**SUPPLIED PASSAGE**
------

It does clarify something though in regards to how studios are starting to feel about critics. After 2006 which set some kind of record for the number of films that went unscreened – 2007 starts with “exclusive” screenings that filter out guys like me who just write for a website and talk on a radio show (combined audience: about 4 million). We also have two books in print. It makes me wonder what the criteria is, now, for being “official” enough to merit an invite to this jewel in MGM’s February crown. So is it more hubris to think that it’s personal or that it’s not?

Into Season 4 of “Six Feet Under” and it just rocks. Reminds me that I did an interview with Lili Taylor a couple of years ago that never was transcribed.

Did speaking engagements in conjunction with screenings of Streetcar Named Desire, Baby Doll, and Cat on a Hot Tin Roof for the Denver Public Library’s Tennessee Williams film series. As part of the overarching program of The South, also did a seminar on early Black film (James Whale’s Show Boat, Song of the South and Edge of the City). Coming up: Suddenly Last Summer and Night of the Iguana. Lamentably, no Boom!.

Best time? Seventh Seal at another library. This Friday will see me doing 3-Iron, this Saturday will see with Kurosawa’s Throne of Blood - then Breathless, Blow Up, and Aguirre: The Wrath of God. Also doing the Russell Crowe The Sum of Us. Busy couple of weeks.

The Seventh Seal, besides being the best Bergman film (Persona a close second), is also where the wife and I got the name for our daughter.

Sitting in the audience with a bunch of yahoos doubled over at the spectacle of Eddie Murphy fucking himself while Thandie Newton (how many Oscar winners/nominees are in this thing?) and Cuba Gooding Jr., further debase themselves. Something you wouldn’t have thought possible after so close an association with Pauls Haggis and Hogan, respectively. Norbit is like a Madea picture. It’s so hateful towards Asians that most of tonight’s audience didn’t know a joke was intended. Murphy plays a chink in this one, too, by the by – how wonderful that he’s resurrected his career.

------

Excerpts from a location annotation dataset
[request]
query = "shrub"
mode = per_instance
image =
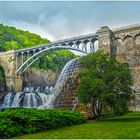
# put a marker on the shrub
(23, 121)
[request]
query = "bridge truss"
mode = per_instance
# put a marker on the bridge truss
(26, 57)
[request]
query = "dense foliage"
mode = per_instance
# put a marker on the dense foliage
(13, 39)
(104, 82)
(23, 121)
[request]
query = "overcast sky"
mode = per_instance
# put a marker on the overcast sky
(57, 20)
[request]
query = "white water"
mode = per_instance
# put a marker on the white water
(32, 97)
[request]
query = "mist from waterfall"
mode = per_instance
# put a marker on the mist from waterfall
(40, 98)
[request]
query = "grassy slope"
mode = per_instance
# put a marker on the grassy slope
(125, 127)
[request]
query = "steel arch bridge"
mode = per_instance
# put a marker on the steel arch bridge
(24, 58)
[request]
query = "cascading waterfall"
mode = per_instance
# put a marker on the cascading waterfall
(69, 69)
(32, 97)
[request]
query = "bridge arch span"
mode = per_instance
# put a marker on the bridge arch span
(41, 53)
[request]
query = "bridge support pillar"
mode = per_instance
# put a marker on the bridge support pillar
(14, 83)
(105, 36)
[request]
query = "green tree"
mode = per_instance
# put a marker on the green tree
(104, 82)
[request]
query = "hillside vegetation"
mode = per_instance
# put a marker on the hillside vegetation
(13, 39)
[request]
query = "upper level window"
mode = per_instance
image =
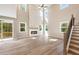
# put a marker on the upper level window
(23, 7)
(63, 6)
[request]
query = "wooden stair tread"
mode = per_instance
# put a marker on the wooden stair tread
(75, 38)
(73, 51)
(75, 35)
(74, 46)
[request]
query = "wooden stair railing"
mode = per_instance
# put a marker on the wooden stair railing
(67, 34)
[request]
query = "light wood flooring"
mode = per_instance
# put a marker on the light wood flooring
(29, 46)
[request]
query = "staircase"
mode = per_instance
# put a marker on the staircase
(74, 42)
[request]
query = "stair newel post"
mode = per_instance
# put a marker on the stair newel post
(65, 41)
(67, 35)
(73, 19)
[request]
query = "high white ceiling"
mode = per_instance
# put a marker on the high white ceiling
(8, 10)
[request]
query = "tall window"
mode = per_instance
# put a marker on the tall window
(23, 7)
(22, 27)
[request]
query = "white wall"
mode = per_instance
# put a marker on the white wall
(8, 10)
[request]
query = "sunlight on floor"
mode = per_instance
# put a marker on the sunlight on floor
(53, 39)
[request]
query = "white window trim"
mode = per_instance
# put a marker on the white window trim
(20, 27)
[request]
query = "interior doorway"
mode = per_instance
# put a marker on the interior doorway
(6, 29)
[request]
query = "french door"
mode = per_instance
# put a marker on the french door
(6, 29)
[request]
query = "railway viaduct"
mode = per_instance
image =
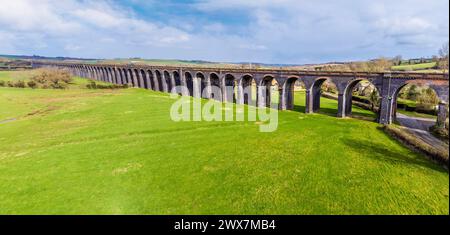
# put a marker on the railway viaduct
(197, 79)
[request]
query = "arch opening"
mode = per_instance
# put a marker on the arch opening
(159, 80)
(361, 99)
(415, 105)
(168, 81)
(144, 79)
(215, 91)
(324, 90)
(189, 83)
(151, 80)
(229, 91)
(248, 90)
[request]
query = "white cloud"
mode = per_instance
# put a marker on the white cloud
(277, 31)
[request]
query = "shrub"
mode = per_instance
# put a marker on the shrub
(58, 85)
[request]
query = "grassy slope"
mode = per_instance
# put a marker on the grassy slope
(111, 152)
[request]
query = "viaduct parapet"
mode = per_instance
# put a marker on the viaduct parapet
(198, 79)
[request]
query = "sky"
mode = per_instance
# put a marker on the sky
(264, 31)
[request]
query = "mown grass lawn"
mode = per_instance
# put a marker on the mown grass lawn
(82, 151)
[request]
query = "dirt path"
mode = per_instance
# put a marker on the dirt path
(419, 127)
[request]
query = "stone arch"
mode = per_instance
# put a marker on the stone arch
(161, 82)
(313, 94)
(151, 80)
(215, 88)
(189, 83)
(123, 76)
(424, 85)
(287, 93)
(144, 79)
(229, 88)
(347, 96)
(201, 86)
(265, 90)
(136, 78)
(246, 84)
(168, 80)
(111, 75)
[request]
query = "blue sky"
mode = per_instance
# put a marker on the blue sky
(268, 31)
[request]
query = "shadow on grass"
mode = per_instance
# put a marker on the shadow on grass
(333, 113)
(385, 155)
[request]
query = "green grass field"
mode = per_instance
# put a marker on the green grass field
(82, 151)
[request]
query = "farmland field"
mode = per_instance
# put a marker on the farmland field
(81, 151)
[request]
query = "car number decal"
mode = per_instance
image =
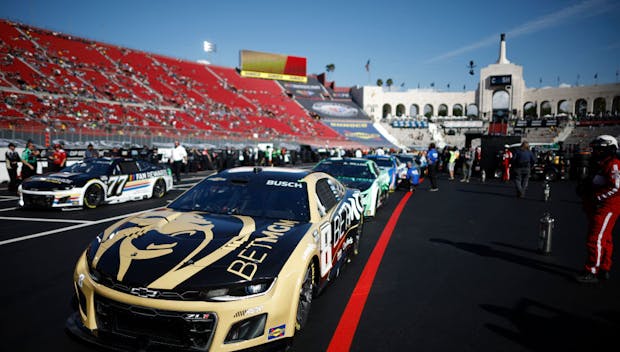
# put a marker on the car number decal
(116, 184)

------

Reproduce the entire film blog passage above word for word.

**RESPONSE**
It does clarify something though in regards to how studios are starting to feel about critics. After 2006 which set some kind of record for the number of films that went unscreened – 2007 starts with “exclusive” screenings that filter out guys like me who just write for a website and talk on a radio show (combined audience: about 4 million). We also have two books in print. It makes me wonder what the criteria is, now, for being “official” enough to merit an invite to this jewel in MGM’s February crown. So is it more hubris to think that it’s personal or that it’s not?

Into Season 4 of “Six Feet Under” and it just rocks. Reminds me that I did an interview with Lili Taylor a couple of years ago that never was transcribed.

Did speaking engagements in conjunction with screenings of Streetcar Named Desire, Baby Doll, and Cat on a Hot Tin Roof for the Denver Public Library’s Tennessee Williams film series. As part of the overarching program of The South, also did a seminar on early Black film (James Whale’s Show Boat, Song of the South and Edge of the City). Coming up: Suddenly Last Summer and Night of the Iguana. Lamentably, no Boom!.

Best time? Seventh Seal at another library. This Friday will see me doing 3-Iron, this Saturday will see with Kurosawa’s Throne of Blood - then Breathless, Blow Up, and Aguirre: The Wrath of God. Also doing the Russell Crowe The Sum of Us. Busy couple of weeks.

The Seventh Seal, besides being the best Bergman film (Persona a close second), is also where the wife and I got the name for our daughter.

Sitting in the audience with a bunch of yahoos doubled over at the spectacle of Eddie Murphy fucking himself while Thandie Newton (how many Oscar winners/nominees are in this thing?) and Cuba Gooding Jr., further debase themselves. Something you wouldn’t have thought possible after so close an association with Pauls Haggis and Hogan, respectively. Norbit is like a Madea picture. It’s so hateful towards Asians that most of tonight’s audience didn’t know a joke was intended. Murphy plays a chink in this one, too, by the by – how wonderful that he’s resurrected his career.